### Instructions to follow
Transcribe the records in full, keeping every character as it is.
>> start
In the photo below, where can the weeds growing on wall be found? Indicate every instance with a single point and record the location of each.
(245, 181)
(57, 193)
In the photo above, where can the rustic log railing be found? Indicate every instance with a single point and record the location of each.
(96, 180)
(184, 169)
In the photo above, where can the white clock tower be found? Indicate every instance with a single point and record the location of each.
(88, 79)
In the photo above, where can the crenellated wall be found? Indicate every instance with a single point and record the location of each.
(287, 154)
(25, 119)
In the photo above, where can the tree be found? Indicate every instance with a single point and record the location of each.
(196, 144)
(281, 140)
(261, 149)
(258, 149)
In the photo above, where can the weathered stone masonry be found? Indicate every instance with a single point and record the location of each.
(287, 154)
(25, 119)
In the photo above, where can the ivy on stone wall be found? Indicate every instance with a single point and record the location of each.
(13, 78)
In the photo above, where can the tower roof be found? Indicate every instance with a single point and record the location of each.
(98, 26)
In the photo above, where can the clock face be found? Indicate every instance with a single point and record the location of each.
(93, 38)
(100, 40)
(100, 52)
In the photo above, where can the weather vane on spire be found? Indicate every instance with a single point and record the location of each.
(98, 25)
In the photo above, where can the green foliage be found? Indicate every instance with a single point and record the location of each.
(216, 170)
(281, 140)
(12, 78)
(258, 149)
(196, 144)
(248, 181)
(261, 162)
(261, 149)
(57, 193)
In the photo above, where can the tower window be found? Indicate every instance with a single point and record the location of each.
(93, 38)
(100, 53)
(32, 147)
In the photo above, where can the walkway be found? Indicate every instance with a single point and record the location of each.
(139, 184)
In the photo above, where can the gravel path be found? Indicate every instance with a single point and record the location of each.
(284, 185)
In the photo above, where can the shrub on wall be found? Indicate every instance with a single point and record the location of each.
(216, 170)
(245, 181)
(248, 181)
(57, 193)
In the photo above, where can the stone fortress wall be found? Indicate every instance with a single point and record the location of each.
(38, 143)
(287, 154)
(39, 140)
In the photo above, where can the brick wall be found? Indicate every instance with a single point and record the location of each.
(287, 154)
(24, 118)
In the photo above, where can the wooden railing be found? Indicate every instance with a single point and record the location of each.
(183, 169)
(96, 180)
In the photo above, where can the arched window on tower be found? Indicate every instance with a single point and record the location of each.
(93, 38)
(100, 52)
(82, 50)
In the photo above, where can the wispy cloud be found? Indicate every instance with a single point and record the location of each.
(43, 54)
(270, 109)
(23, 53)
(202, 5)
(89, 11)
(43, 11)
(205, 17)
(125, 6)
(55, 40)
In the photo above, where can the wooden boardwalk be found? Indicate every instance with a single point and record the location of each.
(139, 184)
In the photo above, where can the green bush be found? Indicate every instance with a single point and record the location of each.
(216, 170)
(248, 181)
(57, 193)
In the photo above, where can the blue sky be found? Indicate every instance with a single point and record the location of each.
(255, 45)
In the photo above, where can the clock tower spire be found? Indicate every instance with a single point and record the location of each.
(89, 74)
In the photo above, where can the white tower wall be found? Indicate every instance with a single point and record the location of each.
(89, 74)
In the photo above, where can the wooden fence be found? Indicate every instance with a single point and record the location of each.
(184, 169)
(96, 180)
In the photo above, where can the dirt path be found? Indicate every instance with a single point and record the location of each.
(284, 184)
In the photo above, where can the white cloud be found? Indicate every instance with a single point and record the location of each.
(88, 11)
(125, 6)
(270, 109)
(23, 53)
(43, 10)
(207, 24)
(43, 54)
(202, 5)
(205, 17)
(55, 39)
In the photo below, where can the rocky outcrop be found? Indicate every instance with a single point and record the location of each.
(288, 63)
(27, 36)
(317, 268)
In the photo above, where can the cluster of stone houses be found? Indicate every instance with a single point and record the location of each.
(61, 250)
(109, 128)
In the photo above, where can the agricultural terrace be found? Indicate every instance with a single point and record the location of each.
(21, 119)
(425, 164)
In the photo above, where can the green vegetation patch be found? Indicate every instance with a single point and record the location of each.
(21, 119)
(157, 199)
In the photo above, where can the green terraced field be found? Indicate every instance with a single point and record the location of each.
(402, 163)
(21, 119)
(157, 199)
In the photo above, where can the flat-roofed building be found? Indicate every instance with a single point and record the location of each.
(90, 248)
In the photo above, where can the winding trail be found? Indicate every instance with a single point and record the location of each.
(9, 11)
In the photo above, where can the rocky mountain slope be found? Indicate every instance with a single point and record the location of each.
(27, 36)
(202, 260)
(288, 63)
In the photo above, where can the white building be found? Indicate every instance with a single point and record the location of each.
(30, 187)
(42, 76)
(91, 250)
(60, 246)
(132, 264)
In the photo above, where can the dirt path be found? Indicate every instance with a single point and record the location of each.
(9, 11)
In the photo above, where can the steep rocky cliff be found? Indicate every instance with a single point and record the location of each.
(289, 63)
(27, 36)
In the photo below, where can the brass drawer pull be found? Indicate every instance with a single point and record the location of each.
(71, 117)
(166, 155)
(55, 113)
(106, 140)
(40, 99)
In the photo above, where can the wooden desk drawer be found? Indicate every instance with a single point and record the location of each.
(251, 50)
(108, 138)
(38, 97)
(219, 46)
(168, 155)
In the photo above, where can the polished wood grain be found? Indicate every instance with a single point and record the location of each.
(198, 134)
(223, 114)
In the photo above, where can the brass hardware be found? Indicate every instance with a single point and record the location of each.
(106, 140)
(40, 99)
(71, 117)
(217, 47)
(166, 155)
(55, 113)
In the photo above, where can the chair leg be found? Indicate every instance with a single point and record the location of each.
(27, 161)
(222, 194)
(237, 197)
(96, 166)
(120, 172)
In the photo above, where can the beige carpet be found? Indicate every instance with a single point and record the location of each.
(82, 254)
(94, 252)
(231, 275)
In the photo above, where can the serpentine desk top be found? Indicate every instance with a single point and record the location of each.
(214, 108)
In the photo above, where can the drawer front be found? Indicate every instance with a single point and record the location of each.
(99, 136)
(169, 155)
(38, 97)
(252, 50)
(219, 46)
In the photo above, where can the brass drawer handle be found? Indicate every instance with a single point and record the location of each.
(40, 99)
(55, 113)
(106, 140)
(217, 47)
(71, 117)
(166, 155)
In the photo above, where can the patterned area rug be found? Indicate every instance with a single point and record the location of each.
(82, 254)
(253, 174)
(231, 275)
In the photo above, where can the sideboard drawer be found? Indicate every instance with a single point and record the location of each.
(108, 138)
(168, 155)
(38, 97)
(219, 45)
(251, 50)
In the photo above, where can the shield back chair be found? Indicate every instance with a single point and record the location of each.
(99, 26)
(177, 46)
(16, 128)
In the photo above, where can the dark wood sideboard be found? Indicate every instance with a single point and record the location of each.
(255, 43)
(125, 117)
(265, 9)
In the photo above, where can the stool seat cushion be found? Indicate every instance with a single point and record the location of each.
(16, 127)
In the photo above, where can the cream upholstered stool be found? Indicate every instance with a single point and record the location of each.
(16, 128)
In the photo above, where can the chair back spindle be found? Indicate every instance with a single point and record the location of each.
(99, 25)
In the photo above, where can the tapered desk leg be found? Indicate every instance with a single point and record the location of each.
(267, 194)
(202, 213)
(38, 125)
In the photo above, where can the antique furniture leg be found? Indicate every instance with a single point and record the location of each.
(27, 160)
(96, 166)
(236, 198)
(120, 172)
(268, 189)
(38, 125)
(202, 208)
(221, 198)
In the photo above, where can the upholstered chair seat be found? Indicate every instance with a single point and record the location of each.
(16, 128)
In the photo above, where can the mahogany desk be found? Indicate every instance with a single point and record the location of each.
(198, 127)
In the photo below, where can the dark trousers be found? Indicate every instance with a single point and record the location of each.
>> end
### Solved problem
In the photo below, where can the weeds growing on wall be found? Indicate every instance with a single point and record the location of each.
(245, 181)
(57, 193)
In the photo above, where can the rustic log railing be found? Indicate every instance with a single point and record the location of each.
(96, 180)
(184, 169)
In the photo above, where can the white clock tower be found? Indicate every instance with a single point and record the location of each.
(88, 79)
In the photo above, where can the crenellated wall be found? Indicate every instance with a single point and record the location of each.
(287, 154)
(25, 119)
In the photo above, where can the tree be found? Indicate every instance with a single point and record the location of each.
(196, 144)
(281, 140)
(261, 149)
(258, 149)
In the photo above, where can the weathered stone masonry be found? Indicate every instance with a single point and record the location of each.
(287, 154)
(25, 119)
In the photo above, where can the ivy on stone wall be found? Indicate every instance with a single point and record the location of each.
(13, 78)
In the photo above, where can the tower roof be found? Indicate every instance with a single point and record the location of each.
(98, 26)
In the photo above, where can the clock face be found? Indicate every instance with a single point and record the location of each.
(93, 38)
(100, 40)
(100, 52)
In the photo above, where can the weather vane on spire be found? Indicate every instance with a single point and record the location of each.
(98, 25)
In the photo above, where can the green foliage be found? Indicate every instance with a single point and record the location of each.
(216, 170)
(281, 140)
(12, 78)
(258, 149)
(196, 144)
(248, 181)
(261, 162)
(261, 149)
(57, 193)
In the photo above, where can the tower window be found? Indicate every instance with a single point and record the location of each.
(93, 38)
(100, 53)
(32, 147)
In the photo above, where can the walkway be found? Indicate every instance with a single point and record the location of each.
(139, 184)
In the photo above, where can the gravel path be found? Indicate every instance with a single point and record the location of each.
(284, 185)
In the photo above, where can the shrub on wall be found? Indicate every instance with a single point and record the location of each.
(216, 170)
(245, 181)
(248, 181)
(57, 193)
In the photo above, where can the stone fortress wall be found? Indicate every instance with a single point and record the location of each.
(38, 143)
(287, 154)
(39, 140)
In the photo above, where can the brick wall be found? Indicate every instance with a single point and record the location of each.
(287, 154)
(24, 118)
In the photo above, where can the wooden railing be found? Indicate every instance with a single point and record the location of each.
(183, 169)
(96, 180)
In the photo above, where can the arched window on tower be found? Indicate every instance with a single point and record the location of each.
(93, 38)
(100, 52)
(82, 50)
In the photo above, where can the wispy cloud be found? Indicate every instance with a single point and record the location of each.
(43, 54)
(270, 109)
(23, 53)
(202, 5)
(89, 11)
(43, 11)
(205, 17)
(125, 6)
(55, 40)
In the photo above, where can the wooden boardwalk be found? Indicate every instance with a single point and record the location of each.
(139, 184)
In the photo above, where can the green bush be found? Indicate every instance with a single point and record the location of each.
(216, 170)
(248, 181)
(57, 193)
In the photo above, where can the blue sky be found? Indicate every instance with a single point and record the location of each.
(255, 45)
In the photo above, where can the clock tower spire be found? Indicate every instance with a single point and record the location of each.
(89, 74)
In the photo above, where can the white tower wall be found? Indicate every instance with a single point and record the location of each.
(89, 74)
In the photo above, where can the wooden fence be found? Indicate every instance with a single point and record the location of each.
(184, 169)
(96, 180)
In the photo above, where can the dirt path be found? Indicate every instance with a single point and record the location of each.
(284, 184)
In the photo above, where can the white cloud be found? Indicate every instance with a single point and record the location of each.
(88, 11)
(125, 6)
(270, 109)
(23, 53)
(43, 10)
(207, 24)
(43, 54)
(202, 5)
(205, 17)
(55, 39)
In the photo below, where can the rocky outcrop be found? Indicate every instance with a single point and record the location of each.
(288, 63)
(27, 36)
(317, 268)
In the photo above, where can the cluster of stone houses be found? Indicate every instance with a single point and record the location of each.
(61, 250)
(109, 128)
In the photo above, where can the agricultural terrace be found? Indicate every instance with a single point and record the location of each.
(21, 119)
(425, 164)
In the photo above, where can the green vegetation patch be found? Indicate every instance with a single point and record the location of each.
(21, 119)
(157, 199)
In the photo above, where can the green terraced field be found? Indicate every instance with a single point and record the location of each.
(402, 163)
(21, 119)
(157, 199)
In the photo above, where can the flat-roofed building be found? Indicate every instance with a single point and record the location of each.
(90, 248)
In the photo above, where can the winding trail be found? Indicate every instance with a single point and record the location of each.
(9, 11)
In the photo above, where can the rocky mountain slope be found? Indicate every instance with a single point and record the location of each.
(27, 36)
(202, 260)
(288, 63)
In the photo above, where can the white building be found? Indicate every instance with a single point and record the location of each.
(30, 187)
(42, 76)
(91, 250)
(60, 246)
(132, 264)
In the photo above, where can the dirt path be found? Indicate every instance with a single point and record the location of each.
(9, 11)
In the photo above, where can the steep rocky cliff be found? Indicate every instance with a single point and record the location of each.
(289, 63)
(27, 36)
In the photo below, where can the brass drawer pull be found? Indicate every instance with a single point and record the location of each.
(71, 117)
(166, 155)
(55, 113)
(106, 140)
(40, 99)
In the photo above, where can the wooden desk drawer be found? Indicate every instance with a single point and record the location of each.
(251, 50)
(108, 138)
(38, 97)
(219, 46)
(168, 155)
In the photo above, where can the polished wood grain be found? Indicate every instance with a single point and record the location of each.
(198, 134)
(223, 114)
In the photo above, where can the brass hardware be found? Indicate every instance with a single point and record the location of each.
(106, 140)
(40, 99)
(71, 117)
(217, 47)
(166, 155)
(55, 113)
In the photo above, where can the chair leg be found? Indicate every instance with a single point and record the location of each.
(27, 161)
(222, 194)
(237, 197)
(96, 166)
(120, 172)
In the photo above, where can the beige carpet be found? Indicate every instance with a single point and record the location of each.
(82, 254)
(94, 252)
(231, 275)
In the photo above, where can the serpentine desk top be found? Indicate every instance with a single point and record the location of each.
(214, 108)
In the photo above, where can the drawer front be found? Indicate every instance with a single point and record the location of each.
(99, 136)
(169, 155)
(38, 97)
(252, 50)
(219, 46)
In the photo above, where can the brass drawer handle be found? Indicate every instance with a single point and record the location of each.
(40, 99)
(55, 113)
(106, 140)
(217, 47)
(71, 117)
(166, 155)
In the photo above, where can the patterned area rug be found? Indicate every instance with a single point and record the location of each.
(82, 254)
(253, 174)
(231, 275)
In the photo above, where can the sideboard drawer be found? Indicate every instance with a single point and record the location of each.
(108, 138)
(168, 155)
(38, 97)
(219, 45)
(251, 50)
In the photo above, where can the shield back chair be found? Indicate every instance with a single point and record the location of each.
(99, 26)
(177, 46)
(16, 128)
In the photo above, where can the dark wood sideboard be found? Indicate every instance with a single point and record the location of each.
(255, 43)
(125, 117)
(265, 9)
In the photo above, where can the stool seat cushion be found? Indicate every instance with a single point and record the location of each.
(16, 127)
In the photo above, where can the cream upholstered stool be found? Indicate every instance with a single point and record the location of each.
(16, 128)
In the photo above, where can the chair back spindle be found? Indicate every instance with a single point and record the location of each.
(99, 25)
In the photo above, where can the tapered desk leg be found? Indicate every instance with a single point and record the location of each.
(267, 194)
(202, 213)
(38, 125)
In the photo above, where can the antique furniture leg be found? Indicate every instance with a single point and record the location of each.
(27, 160)
(96, 166)
(236, 198)
(120, 172)
(268, 189)
(38, 125)
(202, 208)
(221, 198)
In the photo above, where can the upholstered chair seat be found? Indicate every instance with a single point and record the location of each.
(16, 128)
In the photo above, where can the mahogany desk be found? Indicate every instance with a single point and record the location of each.
(198, 127)
In the photo below, where can the dark trousers be found? Indicate every instance with a single point and record the location of each.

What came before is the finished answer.